## Your instructions
Would you output the whole of the data exactly?
━━━━━━━━━━
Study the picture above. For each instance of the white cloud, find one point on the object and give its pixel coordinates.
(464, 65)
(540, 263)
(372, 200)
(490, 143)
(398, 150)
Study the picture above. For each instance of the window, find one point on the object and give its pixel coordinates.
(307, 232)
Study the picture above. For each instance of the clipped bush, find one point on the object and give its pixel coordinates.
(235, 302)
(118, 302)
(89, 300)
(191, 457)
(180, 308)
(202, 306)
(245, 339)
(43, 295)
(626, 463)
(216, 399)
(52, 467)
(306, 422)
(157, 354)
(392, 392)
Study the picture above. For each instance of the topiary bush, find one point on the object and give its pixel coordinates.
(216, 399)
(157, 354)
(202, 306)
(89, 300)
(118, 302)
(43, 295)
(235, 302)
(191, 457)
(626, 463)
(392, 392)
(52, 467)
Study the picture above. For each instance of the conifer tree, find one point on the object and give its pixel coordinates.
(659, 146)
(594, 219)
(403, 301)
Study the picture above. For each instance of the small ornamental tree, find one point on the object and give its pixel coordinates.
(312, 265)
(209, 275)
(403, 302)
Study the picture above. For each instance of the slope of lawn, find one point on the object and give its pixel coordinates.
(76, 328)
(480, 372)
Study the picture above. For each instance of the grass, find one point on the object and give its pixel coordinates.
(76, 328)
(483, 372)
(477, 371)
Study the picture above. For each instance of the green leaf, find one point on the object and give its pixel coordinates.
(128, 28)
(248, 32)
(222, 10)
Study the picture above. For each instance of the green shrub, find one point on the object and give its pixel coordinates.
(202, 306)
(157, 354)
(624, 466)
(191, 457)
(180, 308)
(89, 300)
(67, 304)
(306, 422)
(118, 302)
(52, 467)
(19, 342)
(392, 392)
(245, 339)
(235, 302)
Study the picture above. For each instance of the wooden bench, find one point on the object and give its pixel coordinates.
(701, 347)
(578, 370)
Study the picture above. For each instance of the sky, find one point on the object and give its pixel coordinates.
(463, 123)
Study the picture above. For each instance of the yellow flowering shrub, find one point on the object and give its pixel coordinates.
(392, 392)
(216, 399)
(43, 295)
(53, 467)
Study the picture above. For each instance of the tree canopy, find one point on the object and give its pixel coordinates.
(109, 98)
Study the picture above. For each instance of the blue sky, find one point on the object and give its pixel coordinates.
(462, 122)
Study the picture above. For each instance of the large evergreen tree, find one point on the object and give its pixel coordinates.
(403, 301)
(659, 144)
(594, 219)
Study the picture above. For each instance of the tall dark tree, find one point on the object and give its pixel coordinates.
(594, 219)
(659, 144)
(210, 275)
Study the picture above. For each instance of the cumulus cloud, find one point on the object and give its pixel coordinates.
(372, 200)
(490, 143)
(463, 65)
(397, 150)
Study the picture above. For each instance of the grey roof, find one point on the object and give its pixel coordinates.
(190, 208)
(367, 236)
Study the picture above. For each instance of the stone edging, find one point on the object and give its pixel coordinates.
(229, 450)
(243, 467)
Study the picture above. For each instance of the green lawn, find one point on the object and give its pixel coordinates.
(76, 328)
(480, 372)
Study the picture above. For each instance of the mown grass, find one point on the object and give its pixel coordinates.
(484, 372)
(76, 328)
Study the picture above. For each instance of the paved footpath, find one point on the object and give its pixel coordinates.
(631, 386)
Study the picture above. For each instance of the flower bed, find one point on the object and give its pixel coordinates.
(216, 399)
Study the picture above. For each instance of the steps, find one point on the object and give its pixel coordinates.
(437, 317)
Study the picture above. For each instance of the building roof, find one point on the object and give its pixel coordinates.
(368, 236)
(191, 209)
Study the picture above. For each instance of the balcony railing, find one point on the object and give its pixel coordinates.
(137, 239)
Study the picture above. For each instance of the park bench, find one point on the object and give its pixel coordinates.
━━━━━━━━━━
## Output
Study the picture above. For each instance of the white cloud, find one point on the object and give its pixel coordinates.
(464, 65)
(540, 263)
(372, 200)
(490, 143)
(398, 150)
Study the picture above. For each instance of the window, find one point on the object and give its pixel coordinates.
(307, 232)
Study the picture above. For each instance of the clipped bush, find one point on the object and give its pixel coordinates.
(235, 302)
(118, 302)
(89, 300)
(191, 457)
(180, 308)
(202, 306)
(245, 339)
(43, 295)
(626, 463)
(216, 399)
(52, 467)
(306, 422)
(157, 354)
(392, 392)
Study the picture above. For each instance of the topiary bush, find one point on the object and give its pixel coordinates.
(216, 399)
(157, 354)
(202, 306)
(89, 300)
(118, 302)
(43, 295)
(235, 302)
(191, 457)
(626, 463)
(392, 392)
(52, 467)
Study the picture above. For each instance of the conifer tree, find one point on the object and give its pixel coordinates.
(659, 146)
(594, 219)
(403, 301)
Study the picture above. For each instance of the small ornamental tree, find one point on the object and give its pixel coordinates.
(312, 265)
(209, 275)
(403, 302)
Study the picture above. For each instance of the slope of lawn, find one point on the object and give its pixel coordinates.
(76, 328)
(480, 372)
Study the picture above. For each instance of the grass, find one point on the object and give its pixel coordinates.
(76, 328)
(483, 372)
(477, 371)
Study the picture above. For each instance of the green leaf, find one point on the object and give its pixel coordinates.
(128, 28)
(248, 32)
(222, 10)
Study the picture above. For each instance of the green shrub, find one point on the object and give its pixel coordinates.
(202, 306)
(157, 354)
(624, 466)
(191, 457)
(180, 308)
(89, 300)
(67, 304)
(306, 422)
(118, 302)
(52, 467)
(19, 342)
(392, 392)
(245, 339)
(235, 302)
Study the picture above. For each instance of the wooden bench, find one point on the object and give its pixel coordinates.
(701, 347)
(578, 370)
Study the picture above. For each instance of the sky, find one point on the object and give its pixel coordinates.
(463, 123)
Study the picture above. For each instance of the yellow flowering shrub, find one point on the object and give its pixel coordinates.
(392, 392)
(216, 399)
(43, 295)
(53, 467)
Study the picture above. For each instance of the tree canopy, find one point on the object and give its pixel coordinates.
(109, 98)
Study the picture above. For each instance of the blue sky, find one point on the object and give its pixel coordinates.
(462, 122)
Study the picture above. For each instance of the large evergreen tree, find one point on the object and give its pixel coordinates.
(403, 301)
(659, 144)
(594, 219)
Study the picture above. For each instance of the tall dark tree, find one point on the object and give its pixel coordinates.
(594, 219)
(659, 144)
(210, 275)
Study the picture above. For each instance of the cumulus cloud, find one point on the object and give its pixel coordinates.
(372, 200)
(490, 143)
(463, 65)
(397, 150)
Study the picture above. For each instance of the grey roof, find one point on the object and give its pixel coordinates.
(190, 208)
(367, 236)
Study the picture above. For each instance of the stone edging, find one point on the object and give its pixel coordinates.
(229, 450)
(243, 467)
Study the picture above. For each instance of the green lawn, find one point on the object and give its pixel coordinates.
(76, 328)
(480, 372)
Study the picture above. For each instance of the mown grass, find one point on the object and give its pixel coordinates.
(484, 372)
(76, 328)
Study the picture above. For each instance of the paved footpath, find one point on the object and give its pixel coordinates.
(631, 386)
Study the picture above. For each instance of the flower bed, find one point on the object and give its pixel coordinates.
(216, 399)
Study the picture above. For each instance of the steps, find one point on the object and give its pixel coordinates.
(437, 317)
Study the picture above. For each instance of the building roof, find one point on the object and give its pixel coordinates.
(368, 236)
(191, 209)
Study the picture above. For each instance of the balcony railing, find one point on the object and give its pixel coordinates.
(137, 239)
Study the picture above. For each instance of the park bench, find one point on the object and give its pixel coordinates.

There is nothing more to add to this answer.